-- Begin Document excerpt --

Wednesday, April 30, 2008

Wrapping Up

Just a few more photos of the IEA Retreat at Carmel before I leave that subject. The photo above shows Rodney Thompson demonstrating a pour. His went perfectly. Mine at home ran down the wall behind my work table (poor aim) and the over heated wax was too yellow so I gave myself a blister on my pinky scraping the entire board back down. It isn't always as easy as the demo makes it look. And Rodney is the master. I love his quiet work.

The participants were urged to bring an encaustic for trade. The trades are wrapped and chosen by number. Here Miles is choosing one as the rest of us look on.

One of our demonstrations by Chris Paschke was on framing and boxing our work for shipping to gallery shows. The best way to protect fragile work is by double boxing. Above is the inner box.

And this photo shows the outer box which can be reused many times. The walls are of double thick foam core.

From Carmel we travel swiftly back to Portland where this morning I helped other IEA members pack up the recent show at the Brian Marki Gallery. The work that was unsold will be returned to the originating artists. I learned a lot by helping with this job; I got to see what worked and what was makeshift.

It's helpful if you have special instructions to the gallery to include a diagram as this artist has done.

The diagram is affixed to the lid of the box where is won't become lost. It is very easy to lose things with so many boxes to ship back to artists.

It is wonderfully helpful to tape an image of the work to the outside of the box. This will help you keep track of work in your own studio too. Notice the deckled edge on the wax in the crow painting above.

This is how you protect the fragile wax edges.

And then that box goes into another box with padding between the walls.

And here are all the boxes taped up and ready for the shippers to send back to the artists.

The latest in my counting series. You might just see another grid but to me they represent units of finite time. I've been feeling rushed and so have allowed myself to fall behind here and there. I need to live my life slowly and with consideration. It feels good to know that I can take a deep breath and do just that. (Waxing and waning.)

Sunday, April 27, 2008

Encaustic Retreat at Carmel

Joy and gratitude. I just returned from a 4 day IEA retreat at Carmel Valley and I feel like my consciousness has been rearranged in the most wonderful way. I have met the kindest people and learned so much about working with wax that my head is reeling with ideas.

-- End Document excerpt --
-- Begin Items --

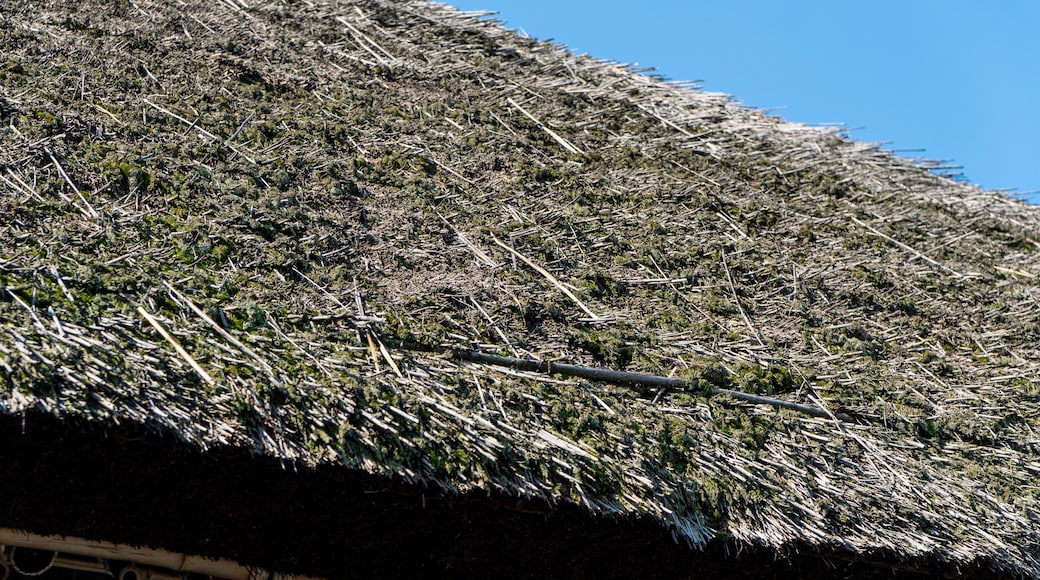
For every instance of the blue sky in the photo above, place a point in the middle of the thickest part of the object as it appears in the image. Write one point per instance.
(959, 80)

-- End Items --
-- Begin Items --

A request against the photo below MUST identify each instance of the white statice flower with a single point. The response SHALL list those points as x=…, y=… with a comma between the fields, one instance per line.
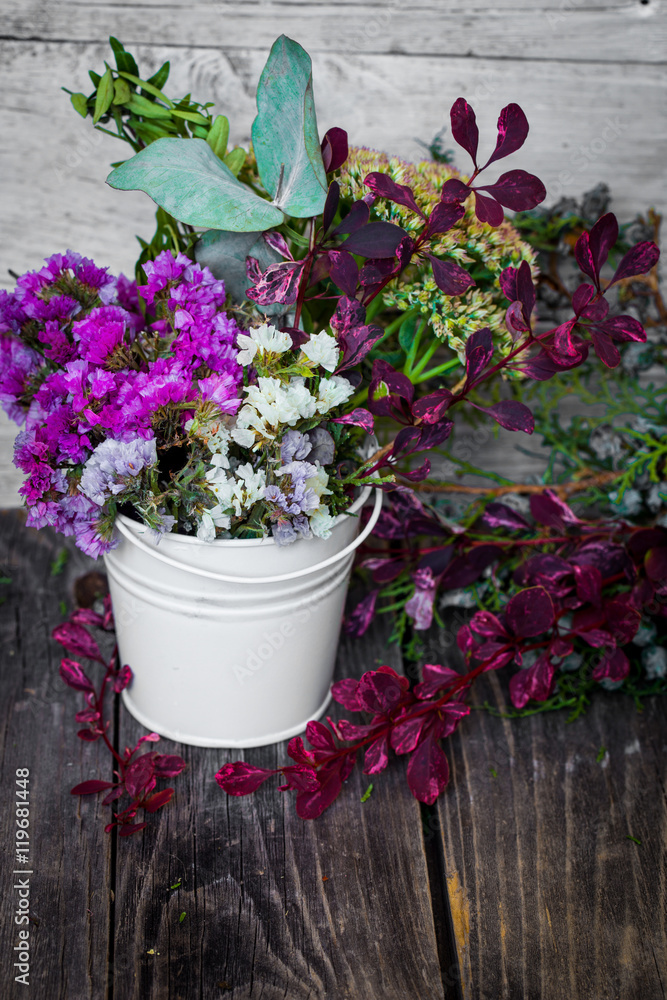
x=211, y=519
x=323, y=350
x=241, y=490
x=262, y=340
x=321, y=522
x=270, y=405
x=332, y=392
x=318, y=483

-- End Items --
-- Begin Items --

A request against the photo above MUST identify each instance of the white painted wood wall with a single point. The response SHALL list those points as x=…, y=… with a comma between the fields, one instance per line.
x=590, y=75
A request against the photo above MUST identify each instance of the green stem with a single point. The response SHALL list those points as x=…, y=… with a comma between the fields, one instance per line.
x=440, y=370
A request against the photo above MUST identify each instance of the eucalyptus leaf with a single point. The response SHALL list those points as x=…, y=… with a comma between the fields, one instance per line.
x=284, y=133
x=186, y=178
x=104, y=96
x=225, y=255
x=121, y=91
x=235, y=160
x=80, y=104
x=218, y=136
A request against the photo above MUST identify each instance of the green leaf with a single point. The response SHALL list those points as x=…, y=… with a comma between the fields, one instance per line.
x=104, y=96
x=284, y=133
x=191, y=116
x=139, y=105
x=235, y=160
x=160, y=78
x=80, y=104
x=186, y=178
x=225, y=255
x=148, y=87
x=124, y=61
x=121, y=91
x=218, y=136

-- End Items --

**Task instructions**
1) In the encaustic blog post, give everything from "And here are" down to "(Waxing and waning.)" again, swapping "grid" for "pattern".
2) Find every line of the records that contains the string "green" and copy each one out.

**Written answers**
1)
And here are all the boxes taped up and ready for the shippers to send back to the artists.

The latest in my counting series. You might just see another pattern but to me they represent units of finite time. I've been feeling rushed and so have allowed myself to fall behind here and there. I need to live my life slowly and with consideration. It feels good to know that I can take a deep breath and do just that. (Waxing and waning.)

2)
A request against the photo above MUST identify each instance of the green stem with a single point. The response SHALL list those points as x=…, y=… with a comma between the fields, one instance per line.
A request against the photo above MUST identify each instance of the green leaf with a single point. The response SHALL list those points as x=…, y=… with a comma between the fields, one instance per line.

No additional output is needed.